→ AIM
Copy the lines below verbatim, switching "parked car" to "parked van" wherever it occurs and changing nothing else.

→ MATERIAL SUPPLIED
——

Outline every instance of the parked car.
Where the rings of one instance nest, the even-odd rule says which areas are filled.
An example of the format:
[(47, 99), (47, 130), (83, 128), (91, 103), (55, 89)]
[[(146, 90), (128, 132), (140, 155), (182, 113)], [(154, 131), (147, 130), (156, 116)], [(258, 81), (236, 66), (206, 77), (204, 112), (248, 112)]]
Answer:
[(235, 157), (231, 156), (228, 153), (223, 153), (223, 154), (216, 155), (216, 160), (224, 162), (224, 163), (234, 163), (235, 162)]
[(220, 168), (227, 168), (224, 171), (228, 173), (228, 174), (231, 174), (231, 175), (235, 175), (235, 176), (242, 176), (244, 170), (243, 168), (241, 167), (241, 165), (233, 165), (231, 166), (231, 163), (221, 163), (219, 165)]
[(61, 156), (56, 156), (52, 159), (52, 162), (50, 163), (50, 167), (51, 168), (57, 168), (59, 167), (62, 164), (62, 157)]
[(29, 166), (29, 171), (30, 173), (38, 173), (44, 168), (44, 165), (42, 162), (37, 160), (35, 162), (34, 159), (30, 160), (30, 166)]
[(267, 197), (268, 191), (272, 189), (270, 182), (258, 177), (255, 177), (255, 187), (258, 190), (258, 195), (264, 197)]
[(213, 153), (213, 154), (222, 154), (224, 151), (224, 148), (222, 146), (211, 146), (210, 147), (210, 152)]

——

→ RESULT OF THE EXERCISE
Outline every instance of the parked van.
Where the rings of one instance nest, the even-odd rule says which areas are filled.
An example of the format:
[(47, 99), (47, 130), (83, 128), (91, 103), (55, 89)]
[[(146, 90), (128, 132), (140, 155), (182, 113)], [(154, 131), (147, 130), (156, 116)], [(258, 81), (236, 66), (206, 77), (204, 112), (248, 112)]]
Answer:
[(235, 157), (231, 156), (228, 153), (223, 153), (223, 154), (216, 155), (216, 160), (224, 162), (224, 163), (234, 163), (235, 162)]
[(220, 168), (227, 168), (224, 171), (228, 173), (228, 174), (231, 174), (231, 175), (235, 175), (235, 176), (242, 176), (244, 170), (243, 168), (241, 167), (241, 165), (233, 165), (231, 166), (231, 163), (221, 163), (219, 165)]
[(61, 156), (56, 156), (52, 159), (52, 162), (50, 163), (50, 167), (51, 168), (57, 168), (59, 167), (62, 164), (62, 157)]
[(29, 166), (29, 171), (30, 173), (38, 173), (44, 168), (44, 165), (42, 162), (37, 160), (35, 162), (34, 159), (30, 160), (30, 166)]
[(267, 197), (268, 191), (272, 189), (270, 182), (258, 177), (255, 177), (255, 187), (258, 190), (258, 195), (264, 197)]
[(213, 153), (213, 154), (222, 154), (224, 151), (224, 148), (222, 146), (211, 146), (210, 147), (210, 152)]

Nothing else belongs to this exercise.